● Consignes de l'exercice:
• A. Reprenez mot pour mot le passage du récit sur le Laugavegur qui va de "JOUR 1 : Monts" à "rapidement dans l’équation.".
• B. Selon le récit sur le Laugavegur, pourquoi la redescente du deuxième jour est-elle si délicate ? Répondez en une à trois phrases.

● Extrait présenté:
----------------------------------------
(Landmannalaugar) Dix ans après une tentative ratée, l’heure était enfin venue de prendre ma revanche sur le Laugavegur, l’un des treks réputés parmi les plus époustouflants au monde. Mis K.-O. dès le premier round par une météo épouvantable et une série de mésaventures à l’époque, je m’étais juré de revenir mieux préparé pour arpenter jusqu’au bout ce mythique sentier islandais. Récit.
Au cours de cette première incursion, j’avais rapidement découvert que l’île mystérieuse, aujourd’hui si prisée, a tout d’une diva capricieuse. De ces terres tantôt tranquilles, tantôt hostiles, j’avais rapporté une pléthore de souvenirs impérissables : clichés de paysages sidérants, amitiés de randonneurs... et acouphènes chroniques. Mais malgré la claque météorologique et les pépins logistiques qui m’avaient fait rebrousser chemin, je m’étais fait la promesse de retenter ce trek de quatre jours qui, par temps clément, reste très accessible.
Ainsi, une décennie plus tard, le même autobus tout-terrain m’a déposé au départ du sentier, au campement de Landmannalaugar. Quelque chose y a changé, cependant : ce dernier s’est visiblement étendu et grouille comme une fourmilière. Un des symptômes du surtourisme des dernières années...
JOUR 1 : Monts et vermeil
Cette fois-ci, c’est un soleil radieux qui sonne le départ de ce parcours jusqu’à Þórsmörk, à 54 km au sud. Sa lumière infatigable (au début de juillet, le soleil ne se couche jamais) me révèle le vrai visage des massifs volcaniques émoussés, aux teintes tanguant entre le vert, le vermeil et l’orangé. Sans tarder, on entre dans le vif du sujet, soit des ascensions plutôt raides récompensées par des panoramas spectaculaires ponctués de fumerolles. Avec un sac à dos débordant de nourriture et d’équipement, la transpiration se glisse rapidement dans l’équation.
L’Islande, une autre planète ? Non, plus encore : un chapelet de mondes, que le Laugavegur traverse tour à tour. À l’approche du deuxième camp, on quitte ainsi des versants au turquoise irréel pour gagner des névés, semblables à des coulis de skyr – le fameux yogourt local. Depuis le refuge, la vue grandiose sur le cirque montagneux ferait presque oublier les nuits qui, bien qu’ensoleillées, restent ventées et glaciales (avec des températures parfois proches du point de congélation).
JOUR 2 : Vallées verdoyantes
Les rivières d’eau bouillante bordées de végétation vert fluo rythment le début du deuxième tronçon. Ça monte ; du sommet, on admire l’infinie beauté des monts ocre bravés la veille. Encore une ascension : sans crier gare, surgit un décor digne de Lord of the Rings, avec vallées verdoyantes et cours d’eau tentaculaires. Quelle claque ! Nos pupilles jubilent, les appareils photo crépitent. La redescente, déjà rendue périlleuse par l’adhérence médiocre du sentier et notre chargement, s’en trouve d’autant plus délicate que notre regard reste rivé sur l’horizon. Mais la traversée des plaines menant au camp permet de finir en douceur et de se rafraîchir les orteils dans le glacial lac Àlftavatn (signifiant littéralement : mi-chemin).
----------------------------------------
● Données fournies:

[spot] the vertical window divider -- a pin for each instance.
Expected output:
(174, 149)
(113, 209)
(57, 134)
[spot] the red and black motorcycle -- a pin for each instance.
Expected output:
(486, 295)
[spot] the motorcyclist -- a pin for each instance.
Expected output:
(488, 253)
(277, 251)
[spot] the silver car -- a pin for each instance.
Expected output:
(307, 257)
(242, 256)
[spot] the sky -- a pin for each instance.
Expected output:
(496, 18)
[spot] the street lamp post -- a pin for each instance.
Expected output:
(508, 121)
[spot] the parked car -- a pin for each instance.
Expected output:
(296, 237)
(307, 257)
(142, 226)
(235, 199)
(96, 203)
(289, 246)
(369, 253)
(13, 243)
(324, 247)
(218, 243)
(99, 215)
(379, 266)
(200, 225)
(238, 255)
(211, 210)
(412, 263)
----------------------------------------
● Solutions par consigne:
• A.
JOUR 1 : Monts et vermeil
Cette fois-ci, c’est un soleil radieux qui sonne le départ de ce parcours jusqu’à Þórsmörk, à 54 km au sud. Sa lumière infatigable (au début de juillet, le soleil ne se couche jamais) me révèle le vrai visage des massifs volcaniques émoussés, aux teintes tanguant entre le vert, le vermeil et l’orangé. Sans tarder, on entre dans le vif du sujet, soit des ascensions plutôt raides récompensées par des panoramas spectaculaires ponctués de fumerolles. Avec un sac à dos débordant de nourriture et d’équipement, la transpiration se glisse rapidement dans l’équation.

• B. La redescente est déjà périlleuse parce que le sentier adhère mal et que les randonneurs portent un lourd chargement. Elle devient encore plus délicate parce que leur regard reste rivé sur l'horizon.